__Instructions to follow__
Reproduce every line of the listing below, requests included, but multiply each coordinate in the answers by 1.55 and round it to a whole number, with halves rounding up. Leave the numbers in the requests unchanged and omit the pictures from your output.

-- start of Data excerpts --

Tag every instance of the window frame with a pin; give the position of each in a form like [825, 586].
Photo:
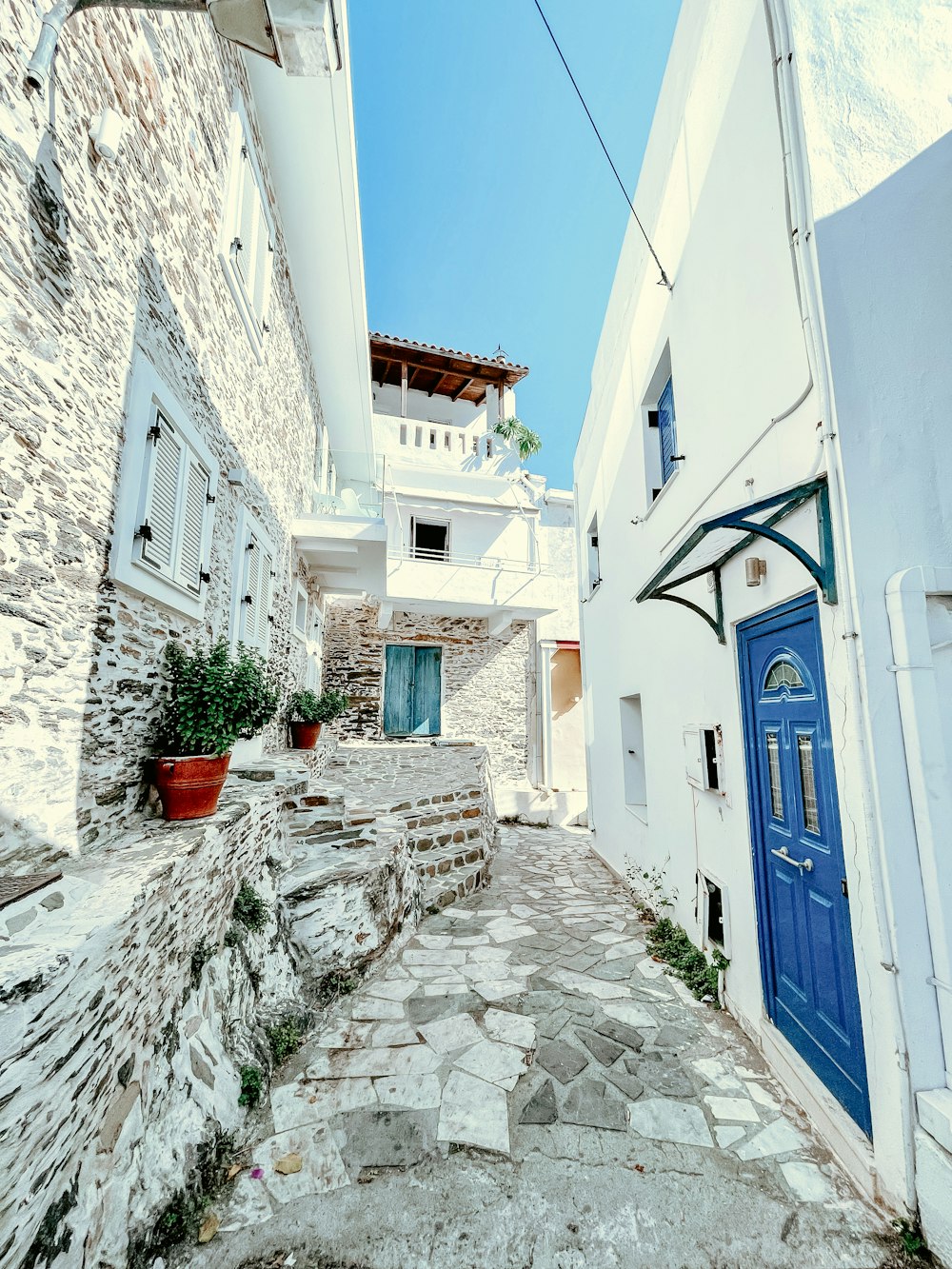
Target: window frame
[149, 397]
[299, 593]
[240, 146]
[249, 526]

-- end of Data excerpts --

__Completed task__
Tag every instance of the window frame with a pin; give the position of each in a form like [825, 586].
Photo:
Target: window frame
[231, 615]
[463, 919]
[372, 226]
[386, 815]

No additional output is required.